▶ [INSTRUCTIONS TO FOLLOW]
Reproduce the listing below from the line containing "[outline] green tree" up to and including the line containing "0 69 L 14 58", substituting "Mask" for "Segment" and leaving everything else unchanged. Omit the pictures from your answer.

▶ [PROVIDED DATA]
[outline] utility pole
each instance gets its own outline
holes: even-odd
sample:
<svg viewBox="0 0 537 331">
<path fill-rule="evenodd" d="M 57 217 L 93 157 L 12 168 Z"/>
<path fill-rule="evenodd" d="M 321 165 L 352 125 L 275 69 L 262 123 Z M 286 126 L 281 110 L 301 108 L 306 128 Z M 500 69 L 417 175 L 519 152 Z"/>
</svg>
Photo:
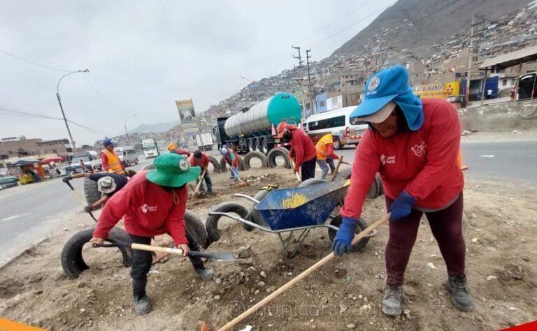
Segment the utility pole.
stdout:
<svg viewBox="0 0 537 331">
<path fill-rule="evenodd" d="M 291 45 L 291 47 L 296 50 L 299 51 L 299 56 L 295 57 L 293 55 L 294 59 L 298 59 L 299 60 L 299 65 L 296 66 L 295 68 L 297 68 L 299 69 L 299 75 L 300 77 L 297 78 L 297 81 L 299 82 L 299 84 L 300 84 L 301 89 L 302 91 L 302 119 L 306 119 L 306 103 L 304 102 L 304 88 L 302 86 L 302 68 L 303 66 L 302 66 L 302 64 L 304 63 L 304 60 L 302 59 L 302 56 L 300 54 L 300 46 L 293 46 Z"/>
<path fill-rule="evenodd" d="M 311 77 L 310 76 L 310 59 L 311 59 L 311 55 L 310 55 L 310 52 L 311 52 L 311 49 L 306 50 L 306 68 L 308 68 L 308 96 L 310 98 L 310 106 L 311 107 L 311 110 L 315 112 L 315 109 L 313 106 L 313 100 L 311 95 Z"/>
<path fill-rule="evenodd" d="M 472 25 L 470 27 L 470 45 L 468 47 L 468 64 L 466 65 L 466 90 L 464 94 L 466 95 L 466 104 L 470 102 L 470 71 L 472 68 L 472 60 L 473 58 L 473 27 L 475 25 L 475 15 L 472 16 Z"/>
</svg>

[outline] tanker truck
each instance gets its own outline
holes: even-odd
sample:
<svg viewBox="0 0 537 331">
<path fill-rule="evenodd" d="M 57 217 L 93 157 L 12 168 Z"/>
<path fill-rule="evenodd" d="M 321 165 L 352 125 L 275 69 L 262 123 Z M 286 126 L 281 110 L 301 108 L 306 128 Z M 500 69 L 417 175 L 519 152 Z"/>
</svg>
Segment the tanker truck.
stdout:
<svg viewBox="0 0 537 331">
<path fill-rule="evenodd" d="M 218 142 L 236 152 L 259 151 L 266 155 L 275 146 L 287 147 L 289 142 L 276 138 L 276 126 L 282 120 L 299 124 L 302 110 L 296 98 L 278 93 L 229 117 L 219 117 L 213 132 Z"/>
</svg>

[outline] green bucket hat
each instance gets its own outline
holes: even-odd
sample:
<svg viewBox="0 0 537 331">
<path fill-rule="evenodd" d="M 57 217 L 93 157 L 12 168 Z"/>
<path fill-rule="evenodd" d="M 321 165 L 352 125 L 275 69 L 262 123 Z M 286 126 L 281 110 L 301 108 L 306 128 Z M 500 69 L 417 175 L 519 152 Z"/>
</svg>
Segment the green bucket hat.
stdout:
<svg viewBox="0 0 537 331">
<path fill-rule="evenodd" d="M 162 186 L 180 187 L 198 179 L 199 167 L 191 167 L 182 155 L 175 153 L 162 154 L 155 159 L 155 169 L 148 172 L 145 178 Z"/>
</svg>

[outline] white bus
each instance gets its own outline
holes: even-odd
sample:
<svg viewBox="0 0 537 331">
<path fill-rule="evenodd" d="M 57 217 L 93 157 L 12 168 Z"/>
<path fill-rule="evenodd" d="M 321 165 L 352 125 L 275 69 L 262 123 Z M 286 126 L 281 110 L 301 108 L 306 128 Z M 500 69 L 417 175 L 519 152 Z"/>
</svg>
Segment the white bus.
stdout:
<svg viewBox="0 0 537 331">
<path fill-rule="evenodd" d="M 159 147 L 153 138 L 142 139 L 142 149 L 145 159 L 152 159 L 160 155 Z"/>
<path fill-rule="evenodd" d="M 115 147 L 114 150 L 117 153 L 120 160 L 126 167 L 130 167 L 133 164 L 138 164 L 138 154 L 132 146 Z"/>
<path fill-rule="evenodd" d="M 316 143 L 323 135 L 331 133 L 334 148 L 340 149 L 345 145 L 356 145 L 360 142 L 367 129 L 367 124 L 359 122 L 351 124 L 349 115 L 356 109 L 355 105 L 310 116 L 304 122 L 304 131 Z"/>
</svg>

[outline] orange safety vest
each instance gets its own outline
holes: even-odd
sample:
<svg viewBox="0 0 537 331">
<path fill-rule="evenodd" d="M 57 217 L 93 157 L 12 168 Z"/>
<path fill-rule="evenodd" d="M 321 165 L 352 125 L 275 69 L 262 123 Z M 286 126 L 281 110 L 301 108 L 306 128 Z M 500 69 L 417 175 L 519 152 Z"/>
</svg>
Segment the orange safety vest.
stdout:
<svg viewBox="0 0 537 331">
<path fill-rule="evenodd" d="M 106 156 L 108 160 L 108 172 L 114 172 L 117 175 L 123 175 L 123 168 L 121 166 L 121 160 L 115 151 L 110 152 L 106 148 L 103 149 L 103 153 Z"/>
<path fill-rule="evenodd" d="M 327 144 L 334 144 L 334 138 L 331 133 L 327 133 L 315 145 L 317 160 L 326 160 L 328 158 L 328 149 Z"/>
</svg>

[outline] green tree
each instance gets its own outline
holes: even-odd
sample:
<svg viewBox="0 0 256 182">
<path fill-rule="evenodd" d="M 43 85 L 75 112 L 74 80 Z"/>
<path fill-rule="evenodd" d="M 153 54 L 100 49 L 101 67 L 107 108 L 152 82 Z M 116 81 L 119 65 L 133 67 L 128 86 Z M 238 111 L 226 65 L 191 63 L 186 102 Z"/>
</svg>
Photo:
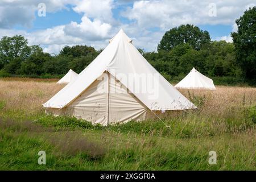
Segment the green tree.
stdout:
<svg viewBox="0 0 256 182">
<path fill-rule="evenodd" d="M 199 50 L 205 44 L 210 43 L 210 39 L 207 31 L 202 31 L 199 27 L 187 24 L 182 24 L 167 31 L 158 46 L 158 50 L 170 51 L 174 47 L 184 43 L 188 43 Z"/>
<path fill-rule="evenodd" d="M 43 52 L 42 48 L 36 49 L 25 61 L 20 64 L 17 71 L 19 75 L 39 76 L 46 73 L 43 69 L 44 63 L 52 59 L 50 54 Z"/>
<path fill-rule="evenodd" d="M 0 69 L 14 58 L 24 60 L 29 56 L 31 49 L 27 40 L 21 35 L 5 36 L 0 40 Z"/>
<path fill-rule="evenodd" d="M 236 20 L 237 32 L 232 32 L 237 63 L 246 78 L 256 79 L 256 6 Z"/>
<path fill-rule="evenodd" d="M 90 46 L 76 45 L 72 47 L 65 46 L 60 51 L 60 55 L 72 55 L 74 57 L 86 56 L 88 54 L 97 53 L 95 49 Z"/>
</svg>

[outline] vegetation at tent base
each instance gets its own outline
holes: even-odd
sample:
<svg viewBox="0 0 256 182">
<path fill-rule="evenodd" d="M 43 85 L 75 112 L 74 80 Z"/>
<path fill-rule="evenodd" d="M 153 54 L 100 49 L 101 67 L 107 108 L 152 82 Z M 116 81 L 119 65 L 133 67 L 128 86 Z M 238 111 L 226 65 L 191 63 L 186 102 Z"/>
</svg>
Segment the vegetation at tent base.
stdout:
<svg viewBox="0 0 256 182">
<path fill-rule="evenodd" d="M 0 80 L 1 169 L 255 170 L 255 88 L 180 90 L 198 109 L 104 127 L 44 114 L 63 85 L 38 80 Z"/>
<path fill-rule="evenodd" d="M 256 85 L 256 7 L 236 20 L 234 43 L 210 41 L 209 33 L 191 24 L 171 28 L 163 35 L 158 51 L 139 51 L 166 78 L 177 82 L 195 67 L 217 85 Z M 69 69 L 79 73 L 102 51 L 77 45 L 58 55 L 28 46 L 20 35 L 0 40 L 0 77 L 60 78 Z"/>
</svg>

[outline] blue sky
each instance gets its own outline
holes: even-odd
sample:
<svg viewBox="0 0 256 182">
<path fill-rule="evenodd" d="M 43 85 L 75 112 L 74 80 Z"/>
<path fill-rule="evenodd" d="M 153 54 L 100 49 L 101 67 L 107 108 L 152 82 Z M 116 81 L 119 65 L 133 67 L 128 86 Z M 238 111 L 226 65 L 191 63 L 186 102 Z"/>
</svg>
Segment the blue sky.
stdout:
<svg viewBox="0 0 256 182">
<path fill-rule="evenodd" d="M 208 31 L 213 40 L 232 42 L 236 19 L 255 6 L 254 2 L 2 0 L 0 36 L 21 34 L 30 44 L 57 53 L 66 45 L 104 48 L 122 28 L 137 47 L 152 51 L 166 31 L 189 23 Z M 40 3 L 46 6 L 46 16 L 38 16 Z"/>
</svg>

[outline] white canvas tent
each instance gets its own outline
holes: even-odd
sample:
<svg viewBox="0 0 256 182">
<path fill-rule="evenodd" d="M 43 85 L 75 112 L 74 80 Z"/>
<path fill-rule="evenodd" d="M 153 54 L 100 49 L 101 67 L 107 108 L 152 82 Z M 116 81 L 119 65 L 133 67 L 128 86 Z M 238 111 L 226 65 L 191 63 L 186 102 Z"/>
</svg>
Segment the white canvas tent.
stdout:
<svg viewBox="0 0 256 182">
<path fill-rule="evenodd" d="M 77 77 L 43 104 L 46 112 L 106 126 L 196 107 L 141 55 L 122 30 Z"/>
<path fill-rule="evenodd" d="M 58 84 L 69 84 L 71 82 L 72 82 L 76 76 L 78 75 L 77 73 L 74 72 L 71 69 L 69 69 L 68 73 L 64 77 L 61 78 L 59 81 L 57 82 Z"/>
<path fill-rule="evenodd" d="M 175 86 L 180 89 L 216 89 L 212 80 L 200 73 L 195 68 Z"/>
</svg>

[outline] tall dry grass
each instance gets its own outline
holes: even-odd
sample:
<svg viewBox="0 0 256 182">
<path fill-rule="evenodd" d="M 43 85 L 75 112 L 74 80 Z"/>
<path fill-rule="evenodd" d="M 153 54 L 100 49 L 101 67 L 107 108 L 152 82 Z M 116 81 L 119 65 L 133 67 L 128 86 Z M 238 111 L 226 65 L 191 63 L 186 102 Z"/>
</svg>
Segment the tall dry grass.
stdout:
<svg viewBox="0 0 256 182">
<path fill-rule="evenodd" d="M 1 78 L 0 101 L 5 102 L 5 109 L 28 111 L 40 110 L 42 104 L 64 86 L 55 82 L 39 82 L 38 80 L 40 80 L 39 78 L 18 78 L 18 81 Z M 205 114 L 226 114 L 227 110 L 256 104 L 255 88 L 218 86 L 217 90 L 180 91 L 191 101 L 194 101 L 201 113 Z"/>
<path fill-rule="evenodd" d="M 5 105 L 4 109 L 39 111 L 43 103 L 64 86 L 55 82 L 38 82 L 38 80 L 1 78 L 0 102 Z"/>
<path fill-rule="evenodd" d="M 171 113 L 164 121 L 169 130 L 159 121 L 102 127 L 46 117 L 42 104 L 63 86 L 33 79 L 0 80 L 0 118 L 20 111 L 26 115 L 21 122 L 0 121 L 0 169 L 255 169 L 255 123 L 245 119 L 244 112 L 256 105 L 255 88 L 180 90 L 199 109 Z M 35 113 L 41 115 L 33 119 L 44 118 L 26 121 Z M 42 150 L 48 155 L 46 166 L 37 164 Z M 217 165 L 208 163 L 210 150 L 217 153 Z"/>
</svg>

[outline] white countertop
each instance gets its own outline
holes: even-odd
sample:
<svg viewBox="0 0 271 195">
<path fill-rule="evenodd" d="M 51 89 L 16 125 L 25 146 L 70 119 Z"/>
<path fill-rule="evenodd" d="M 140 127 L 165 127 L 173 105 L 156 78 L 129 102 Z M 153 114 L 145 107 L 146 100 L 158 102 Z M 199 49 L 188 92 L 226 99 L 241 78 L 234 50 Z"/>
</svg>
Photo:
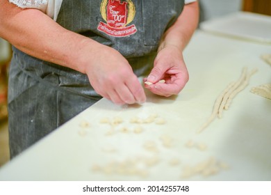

▶ [RESULT FOR THIS EXERCISE]
[outline] green tree
each instance gets its own outline
holes: even-odd
sample:
<svg viewBox="0 0 256 182">
<path fill-rule="evenodd" d="M 43 85 L 75 112 L 74 80 Z"/>
<path fill-rule="evenodd" d="M 153 54 L 100 49 L 101 67 L 107 108 L 152 82 Z M 116 81 L 119 65 L 133 67 L 128 86 Z M 238 111 L 226 65 L 191 63 L 186 102 Z"/>
</svg>
Photo:
Mask the green tree.
stdout:
<svg viewBox="0 0 256 182">
<path fill-rule="evenodd" d="M 199 50 L 205 44 L 210 43 L 210 39 L 207 31 L 202 31 L 199 27 L 187 24 L 182 24 L 167 31 L 158 46 L 158 50 L 170 51 L 174 47 L 184 43 L 188 43 Z"/>
<path fill-rule="evenodd" d="M 43 52 L 42 48 L 36 49 L 25 61 L 20 64 L 17 71 L 19 75 L 39 76 L 46 73 L 43 69 L 44 63 L 52 59 L 50 54 Z"/>
<path fill-rule="evenodd" d="M 0 69 L 14 58 L 24 60 L 29 56 L 31 49 L 27 40 L 21 35 L 5 36 L 0 40 Z"/>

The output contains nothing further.